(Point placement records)
----

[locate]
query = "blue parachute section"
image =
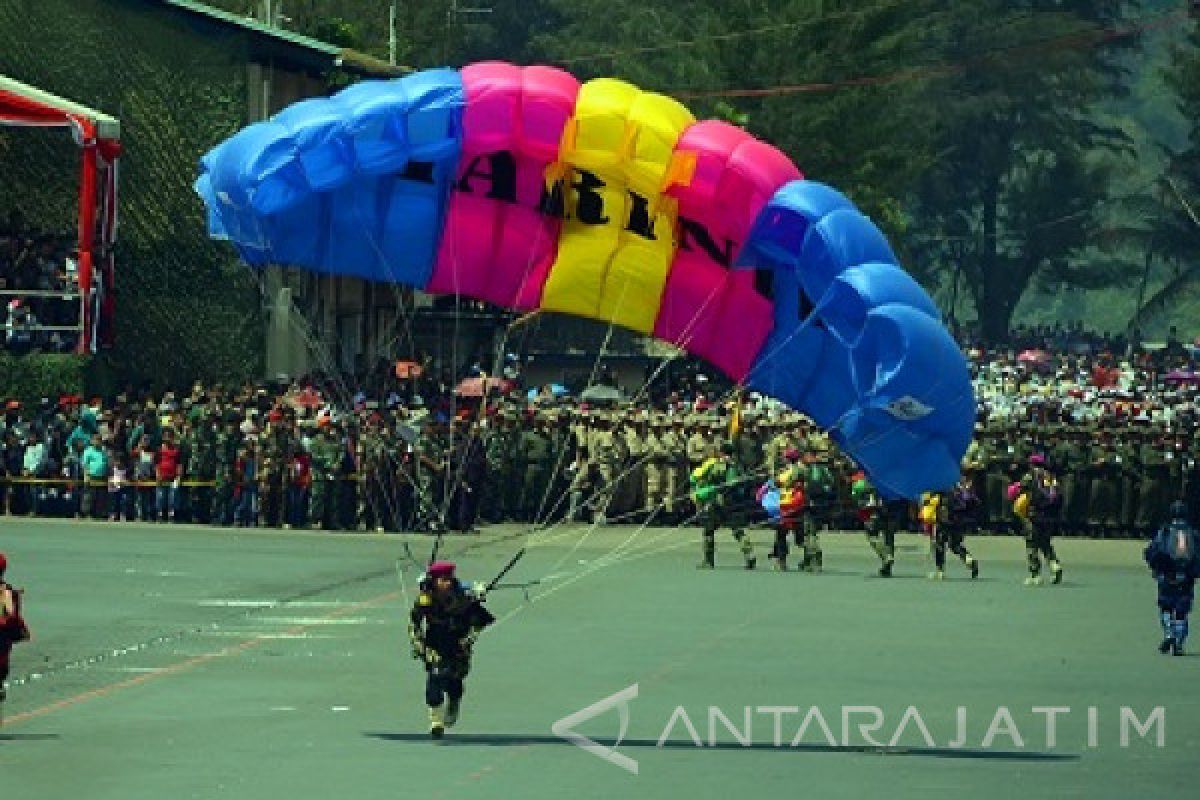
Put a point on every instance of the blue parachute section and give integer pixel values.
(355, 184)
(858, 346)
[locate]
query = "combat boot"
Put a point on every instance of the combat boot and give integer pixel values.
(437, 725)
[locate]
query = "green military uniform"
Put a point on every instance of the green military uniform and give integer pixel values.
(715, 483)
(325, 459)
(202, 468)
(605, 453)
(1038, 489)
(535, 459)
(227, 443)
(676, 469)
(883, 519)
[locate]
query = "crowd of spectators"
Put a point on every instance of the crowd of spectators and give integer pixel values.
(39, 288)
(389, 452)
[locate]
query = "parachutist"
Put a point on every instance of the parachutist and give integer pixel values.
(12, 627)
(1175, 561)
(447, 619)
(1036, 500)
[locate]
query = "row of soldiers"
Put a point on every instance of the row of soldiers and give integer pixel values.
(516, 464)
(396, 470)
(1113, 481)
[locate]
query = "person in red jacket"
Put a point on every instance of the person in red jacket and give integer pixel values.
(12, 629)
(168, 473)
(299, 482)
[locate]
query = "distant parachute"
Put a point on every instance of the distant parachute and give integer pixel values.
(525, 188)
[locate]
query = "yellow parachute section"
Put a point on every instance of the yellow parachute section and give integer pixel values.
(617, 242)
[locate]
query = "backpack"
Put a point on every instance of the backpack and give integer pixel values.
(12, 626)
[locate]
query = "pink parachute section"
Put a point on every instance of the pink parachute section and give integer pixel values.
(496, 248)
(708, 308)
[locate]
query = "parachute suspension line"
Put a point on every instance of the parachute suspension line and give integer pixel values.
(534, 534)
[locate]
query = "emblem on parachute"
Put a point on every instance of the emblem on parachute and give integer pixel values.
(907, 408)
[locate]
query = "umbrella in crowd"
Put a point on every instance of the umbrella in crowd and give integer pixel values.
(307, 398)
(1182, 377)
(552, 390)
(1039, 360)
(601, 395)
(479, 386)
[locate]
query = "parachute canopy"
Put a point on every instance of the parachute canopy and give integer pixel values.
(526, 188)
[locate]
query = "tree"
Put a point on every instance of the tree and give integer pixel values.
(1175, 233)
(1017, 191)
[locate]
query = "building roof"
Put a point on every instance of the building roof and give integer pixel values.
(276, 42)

----

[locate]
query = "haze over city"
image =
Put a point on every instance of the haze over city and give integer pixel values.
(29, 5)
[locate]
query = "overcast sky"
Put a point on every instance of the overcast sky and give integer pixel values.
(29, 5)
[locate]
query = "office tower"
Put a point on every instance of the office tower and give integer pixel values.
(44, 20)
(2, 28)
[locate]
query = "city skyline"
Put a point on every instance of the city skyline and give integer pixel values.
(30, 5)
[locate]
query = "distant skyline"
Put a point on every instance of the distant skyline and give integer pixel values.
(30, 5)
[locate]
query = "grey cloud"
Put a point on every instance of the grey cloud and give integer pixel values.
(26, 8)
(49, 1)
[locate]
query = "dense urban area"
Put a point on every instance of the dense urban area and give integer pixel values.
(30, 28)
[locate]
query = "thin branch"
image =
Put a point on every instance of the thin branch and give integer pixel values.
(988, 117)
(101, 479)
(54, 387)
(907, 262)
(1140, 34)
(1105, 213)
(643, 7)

----

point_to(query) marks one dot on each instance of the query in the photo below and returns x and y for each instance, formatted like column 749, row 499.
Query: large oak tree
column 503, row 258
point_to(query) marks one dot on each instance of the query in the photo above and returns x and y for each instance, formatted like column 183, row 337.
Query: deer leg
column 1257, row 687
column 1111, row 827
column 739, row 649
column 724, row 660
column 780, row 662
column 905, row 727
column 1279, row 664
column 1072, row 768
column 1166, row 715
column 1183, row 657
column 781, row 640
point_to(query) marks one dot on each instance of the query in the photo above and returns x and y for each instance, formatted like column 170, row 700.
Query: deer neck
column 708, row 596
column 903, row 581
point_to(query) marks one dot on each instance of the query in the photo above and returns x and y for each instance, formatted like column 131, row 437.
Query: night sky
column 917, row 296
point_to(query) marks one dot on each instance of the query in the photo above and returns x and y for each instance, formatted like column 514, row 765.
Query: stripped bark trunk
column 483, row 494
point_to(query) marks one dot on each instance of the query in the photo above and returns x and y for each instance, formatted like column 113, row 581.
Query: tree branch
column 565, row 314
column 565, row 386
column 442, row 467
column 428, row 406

----

_Challenge:_
Gather every line in the rows above that contains the string "canopy", treating uppercase and lowercase as different.

_The reply:_
query = "parachute canopy"
Put a point on every instance of the parachute canopy and give integer pixel values.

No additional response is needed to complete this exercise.